*** Opening Recorded information ***

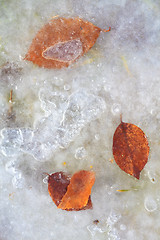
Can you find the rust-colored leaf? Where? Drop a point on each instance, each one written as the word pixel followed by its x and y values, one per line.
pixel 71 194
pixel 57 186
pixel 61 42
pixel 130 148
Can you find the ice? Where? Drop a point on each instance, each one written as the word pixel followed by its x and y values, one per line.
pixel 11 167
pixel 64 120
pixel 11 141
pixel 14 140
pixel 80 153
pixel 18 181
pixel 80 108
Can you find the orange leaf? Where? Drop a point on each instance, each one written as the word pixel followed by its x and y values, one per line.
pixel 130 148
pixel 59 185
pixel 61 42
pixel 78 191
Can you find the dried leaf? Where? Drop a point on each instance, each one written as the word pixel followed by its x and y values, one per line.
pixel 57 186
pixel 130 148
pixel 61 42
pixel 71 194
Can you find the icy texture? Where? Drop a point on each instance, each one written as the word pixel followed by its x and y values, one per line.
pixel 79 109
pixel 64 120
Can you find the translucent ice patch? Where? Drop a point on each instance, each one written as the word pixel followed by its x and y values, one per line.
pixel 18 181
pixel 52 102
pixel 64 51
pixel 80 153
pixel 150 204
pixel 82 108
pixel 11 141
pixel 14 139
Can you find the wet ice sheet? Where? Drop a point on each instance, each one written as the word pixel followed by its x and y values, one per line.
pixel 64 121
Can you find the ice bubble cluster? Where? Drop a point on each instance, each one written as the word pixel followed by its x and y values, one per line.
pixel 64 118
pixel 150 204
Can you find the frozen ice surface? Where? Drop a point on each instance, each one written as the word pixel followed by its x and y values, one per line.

*** Closing Recorded information ***

§ What you are asked to do
With the pictures set aside, return each line of the listing exactly as given.

§ Result for this task
Can you find the rust-colored leaf? Where? Drop a point on each instance, each one written as the word pixel followed by its x and y values, one per line.
pixel 71 194
pixel 57 186
pixel 61 42
pixel 130 148
Can you find the ice? Where? Drop a point on each instance, each one written as the word pixel followed by its x and y values, one per line.
pixel 11 167
pixel 64 120
pixel 11 141
pixel 14 140
pixel 80 153
pixel 18 181
pixel 80 108
Can you find the orange leaf? Where? Drop a point on each instance, each one written as the word pixel followed by its x and y values, one per line.
pixel 130 148
pixel 59 185
pixel 61 42
pixel 78 191
Can you find the dried leaf? Where? Drop a point on each instance, each one written as the word pixel followed by its x and y values, one per line.
pixel 57 186
pixel 130 148
pixel 61 42
pixel 71 194
Can you find the icy texture? Where? Drop a point on each instance, each one written as the word pixel followed by its x and y values, one per line.
pixel 79 109
pixel 64 120
Can you find the translucent ice patch? Where? Drop a point on each instance, each one written as the word pixel followed by its x and y values, one per line.
pixel 18 181
pixel 52 102
pixel 64 51
pixel 80 153
pixel 150 204
pixel 82 108
pixel 11 141
pixel 14 139
Can you find the wet ice sheet? Where? Drop a point on each instance, each one written as the word pixel followed by its x and y values, one per line.
pixel 64 121
Can you find the ice bubble cluster? Where? Drop a point on each instance, each one written as the word pixel followed by its x and y values, one per line.
pixel 64 118
pixel 150 204
Can you find the frozen ice surface? Where? Drop a point on each instance, each one written as the word pixel followed by its x and y values, one per line.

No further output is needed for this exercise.